Acórdão do Tribunal da Relação de
Évora
Processo:
444/04.9TBRMR-A.E1
Relator: ISABEL PEIXOTO IMAGINÁRIO
Descritores: EXECUÇÃO
AGENTE
REMUNERAÇÃO COMPLEMENTAR
Data do Acordão: 01/13/2022
Votação: UNANIMIDADE
Texto Integral: S
Sumário: Os honorários devidos ao agente de execução são suportados pelo exequente (artigo 721.º, n.º 1, do CPC), destinando-se a remunerar a atividade por si desenvolvida no processo em prol da prossecução do interesse do exequente.
Decisão Texto Integral: Acordam no Tribunal da Relação de Évora


I – As Partes e o Litígio

Recorrente / Exequente: Caixa Geral de Depósitos, SA
Recorrida / Agente de Execução: (…)

Os autos consistem em ação executiva instaurada contra (…) e (…) para cobrança de dívida hipotecária.
·····
TAREFAS A REALIZAR –
1 > Reescreva o trecho do acórdão de "Decisão Texto Integral: Acordam" a "de Execução: (…)", substituindo "Recorrente" por "Apelante".
2 > Responda, com base no acórdão:
(a) Qual é o número do processo?
(b) Qual foi o resultado da votação?
(c) Segundo o sumário, quem suporta os honorários devidos ao agente de execução?

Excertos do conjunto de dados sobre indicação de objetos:
·····
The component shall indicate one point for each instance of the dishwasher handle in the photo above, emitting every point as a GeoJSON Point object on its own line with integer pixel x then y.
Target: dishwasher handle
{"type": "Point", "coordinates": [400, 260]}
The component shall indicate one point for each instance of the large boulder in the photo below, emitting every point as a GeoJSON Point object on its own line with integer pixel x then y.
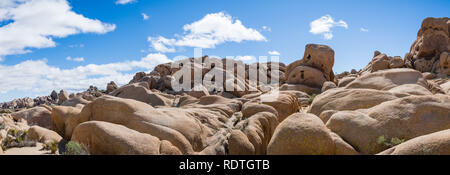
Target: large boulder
{"type": "Point", "coordinates": [59, 116]}
{"type": "Point", "coordinates": [403, 118]}
{"type": "Point", "coordinates": [35, 116]}
{"type": "Point", "coordinates": [251, 136]}
{"type": "Point", "coordinates": [432, 40]}
{"type": "Point", "coordinates": [437, 143]}
{"type": "Point", "coordinates": [301, 134]}
{"type": "Point", "coordinates": [43, 135]}
{"type": "Point", "coordinates": [111, 86]}
{"type": "Point", "coordinates": [286, 103]}
{"type": "Point", "coordinates": [198, 130]}
{"type": "Point", "coordinates": [103, 138]}
{"type": "Point", "coordinates": [251, 108]}
{"type": "Point", "coordinates": [300, 87]}
{"type": "Point", "coordinates": [388, 79]}
{"type": "Point", "coordinates": [349, 99]}
{"type": "Point", "coordinates": [62, 96]}
{"type": "Point", "coordinates": [307, 76]}
{"type": "Point", "coordinates": [141, 93]}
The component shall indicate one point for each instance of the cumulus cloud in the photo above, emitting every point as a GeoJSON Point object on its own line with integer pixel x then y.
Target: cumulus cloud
{"type": "Point", "coordinates": [323, 26]}
{"type": "Point", "coordinates": [77, 59]}
{"type": "Point", "coordinates": [34, 24]}
{"type": "Point", "coordinates": [145, 16]}
{"type": "Point", "coordinates": [123, 2]}
{"type": "Point", "coordinates": [41, 78]}
{"type": "Point", "coordinates": [213, 29]}
{"type": "Point", "coordinates": [274, 52]}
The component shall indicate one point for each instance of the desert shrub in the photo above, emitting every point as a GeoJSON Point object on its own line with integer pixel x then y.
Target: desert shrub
{"type": "Point", "coordinates": [51, 146]}
{"type": "Point", "coordinates": [311, 99]}
{"type": "Point", "coordinates": [393, 142]}
{"type": "Point", "coordinates": [75, 148]}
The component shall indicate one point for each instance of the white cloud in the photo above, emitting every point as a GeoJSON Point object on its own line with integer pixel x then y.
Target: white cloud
{"type": "Point", "coordinates": [211, 30]}
{"type": "Point", "coordinates": [40, 78]}
{"type": "Point", "coordinates": [122, 2]}
{"type": "Point", "coordinates": [265, 28]}
{"type": "Point", "coordinates": [77, 59]}
{"type": "Point", "coordinates": [246, 58]}
{"type": "Point", "coordinates": [145, 16]}
{"type": "Point", "coordinates": [34, 24]}
{"type": "Point", "coordinates": [274, 52]}
{"type": "Point", "coordinates": [323, 26]}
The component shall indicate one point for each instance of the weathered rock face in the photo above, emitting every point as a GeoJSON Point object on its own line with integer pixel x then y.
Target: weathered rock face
{"type": "Point", "coordinates": [111, 86]}
{"type": "Point", "coordinates": [62, 96]}
{"type": "Point", "coordinates": [43, 135]}
{"type": "Point", "coordinates": [437, 143]}
{"type": "Point", "coordinates": [103, 138]}
{"type": "Point", "coordinates": [305, 134]}
{"type": "Point", "coordinates": [301, 134]}
{"type": "Point", "coordinates": [313, 70]}
{"type": "Point", "coordinates": [251, 136]}
{"type": "Point", "coordinates": [432, 40]}
{"type": "Point", "coordinates": [403, 118]}
{"type": "Point", "coordinates": [59, 115]}
{"type": "Point", "coordinates": [140, 93]}
{"type": "Point", "coordinates": [388, 79]}
{"type": "Point", "coordinates": [349, 99]}
{"type": "Point", "coordinates": [35, 116]}
{"type": "Point", "coordinates": [196, 130]}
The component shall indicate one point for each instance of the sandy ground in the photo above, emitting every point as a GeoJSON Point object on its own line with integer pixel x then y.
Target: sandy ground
{"type": "Point", "coordinates": [27, 151]}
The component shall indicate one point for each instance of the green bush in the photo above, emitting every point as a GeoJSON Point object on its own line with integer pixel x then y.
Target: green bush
{"type": "Point", "coordinates": [75, 148]}
{"type": "Point", "coordinates": [311, 99]}
{"type": "Point", "coordinates": [393, 142]}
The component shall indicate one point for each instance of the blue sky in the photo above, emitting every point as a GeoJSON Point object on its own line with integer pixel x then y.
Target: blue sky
{"type": "Point", "coordinates": [106, 35]}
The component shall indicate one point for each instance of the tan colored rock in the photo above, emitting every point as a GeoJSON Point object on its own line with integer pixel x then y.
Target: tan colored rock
{"type": "Point", "coordinates": [43, 135]}
{"type": "Point", "coordinates": [286, 103]}
{"type": "Point", "coordinates": [428, 75]}
{"type": "Point", "coordinates": [306, 75]}
{"type": "Point", "coordinates": [437, 143]}
{"type": "Point", "coordinates": [143, 94]}
{"type": "Point", "coordinates": [349, 99]}
{"type": "Point", "coordinates": [301, 134]}
{"type": "Point", "coordinates": [62, 96]}
{"type": "Point", "coordinates": [111, 86]}
{"type": "Point", "coordinates": [342, 147]}
{"type": "Point", "coordinates": [197, 130]}
{"type": "Point", "coordinates": [103, 138]}
{"type": "Point", "coordinates": [380, 62]}
{"type": "Point", "coordinates": [409, 89]}
{"type": "Point", "coordinates": [59, 116]}
{"type": "Point", "coordinates": [396, 62]}
{"type": "Point", "coordinates": [35, 116]}
{"type": "Point", "coordinates": [328, 85]}
{"type": "Point", "coordinates": [444, 63]}
{"type": "Point", "coordinates": [388, 79]}
{"type": "Point", "coordinates": [253, 134]}
{"type": "Point", "coordinates": [75, 101]}
{"type": "Point", "coordinates": [403, 118]}
{"type": "Point", "coordinates": [238, 144]}
{"type": "Point", "coordinates": [300, 87]}
{"type": "Point", "coordinates": [446, 87]}
{"type": "Point", "coordinates": [251, 108]}
{"type": "Point", "coordinates": [198, 91]}
{"type": "Point", "coordinates": [346, 80]}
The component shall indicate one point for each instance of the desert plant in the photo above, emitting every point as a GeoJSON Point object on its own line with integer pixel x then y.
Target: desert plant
{"type": "Point", "coordinates": [75, 148]}
{"type": "Point", "coordinates": [51, 146]}
{"type": "Point", "coordinates": [311, 99]}
{"type": "Point", "coordinates": [393, 142]}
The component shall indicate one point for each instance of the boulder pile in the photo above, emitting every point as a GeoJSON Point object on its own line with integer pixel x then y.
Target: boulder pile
{"type": "Point", "coordinates": [393, 106]}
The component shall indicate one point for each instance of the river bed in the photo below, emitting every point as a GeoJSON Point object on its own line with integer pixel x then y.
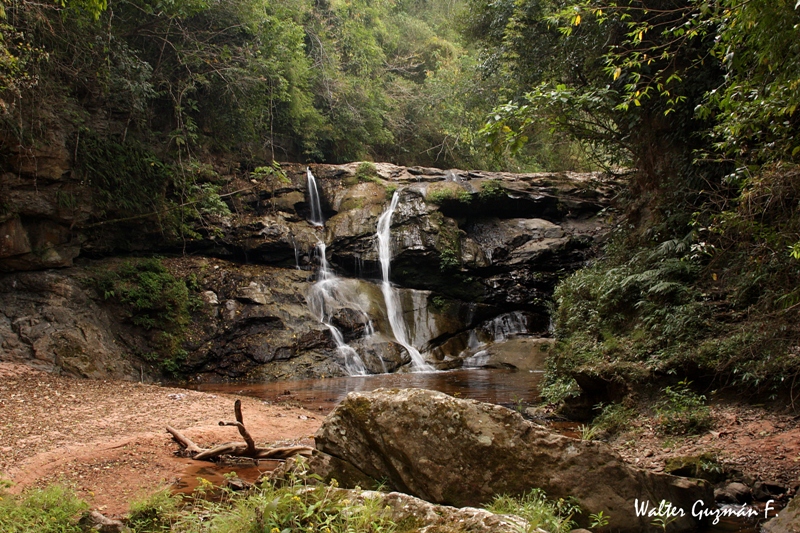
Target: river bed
{"type": "Point", "coordinates": [510, 388]}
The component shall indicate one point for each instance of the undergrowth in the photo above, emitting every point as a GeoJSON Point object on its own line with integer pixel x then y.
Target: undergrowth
{"type": "Point", "coordinates": [538, 511]}
{"type": "Point", "coordinates": [291, 506]}
{"type": "Point", "coordinates": [707, 292]}
{"type": "Point", "coordinates": [54, 509]}
{"type": "Point", "coordinates": [155, 300]}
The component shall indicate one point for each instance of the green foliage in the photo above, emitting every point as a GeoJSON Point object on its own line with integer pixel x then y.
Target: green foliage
{"type": "Point", "coordinates": [54, 509]}
{"type": "Point", "coordinates": [156, 301]}
{"type": "Point", "coordinates": [552, 516]}
{"type": "Point", "coordinates": [559, 389]}
{"type": "Point", "coordinates": [449, 259]}
{"type": "Point", "coordinates": [366, 171]}
{"type": "Point", "coordinates": [491, 189]}
{"type": "Point", "coordinates": [440, 193]}
{"type": "Point", "coordinates": [296, 506]}
{"type": "Point", "coordinates": [127, 178]}
{"type": "Point", "coordinates": [154, 513]}
{"type": "Point", "coordinates": [613, 417]}
{"type": "Point", "coordinates": [598, 520]}
{"type": "Point", "coordinates": [682, 411]}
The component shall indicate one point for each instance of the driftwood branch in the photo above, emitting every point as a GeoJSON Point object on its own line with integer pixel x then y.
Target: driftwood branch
{"type": "Point", "coordinates": [236, 449]}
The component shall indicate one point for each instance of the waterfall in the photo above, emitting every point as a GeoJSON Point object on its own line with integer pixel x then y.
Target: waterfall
{"type": "Point", "coordinates": [296, 252]}
{"type": "Point", "coordinates": [393, 311]}
{"type": "Point", "coordinates": [324, 290]}
{"type": "Point", "coordinates": [313, 196]}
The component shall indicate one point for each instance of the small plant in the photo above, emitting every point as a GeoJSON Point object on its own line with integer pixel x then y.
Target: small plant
{"type": "Point", "coordinates": [54, 509]}
{"type": "Point", "coordinates": [441, 192]}
{"type": "Point", "coordinates": [682, 411]}
{"type": "Point", "coordinates": [448, 259]}
{"type": "Point", "coordinates": [560, 390]}
{"type": "Point", "coordinates": [154, 513]}
{"type": "Point", "coordinates": [156, 301]}
{"type": "Point", "coordinates": [538, 511]}
{"type": "Point", "coordinates": [613, 417]}
{"type": "Point", "coordinates": [598, 520]}
{"type": "Point", "coordinates": [588, 432]}
{"type": "Point", "coordinates": [663, 521]}
{"type": "Point", "coordinates": [274, 176]}
{"type": "Point", "coordinates": [491, 189]}
{"type": "Point", "coordinates": [366, 171]}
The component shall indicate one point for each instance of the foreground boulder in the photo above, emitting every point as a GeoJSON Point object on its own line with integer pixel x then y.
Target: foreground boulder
·····
SOLUÇÕES COMPLETAS –
1 >
Decisão Texto Integral: Acordam no Tribunal da Relação de Évora


I – As Partes e o Litígio

Apelante / Exequente: Caixa Geral de Depósitos, SA
Recorrida / Agente de Execução: (…)

2 >
(a) 444/04.9TBRMR-A.E1
(b) Unanimidade
(c) O exequente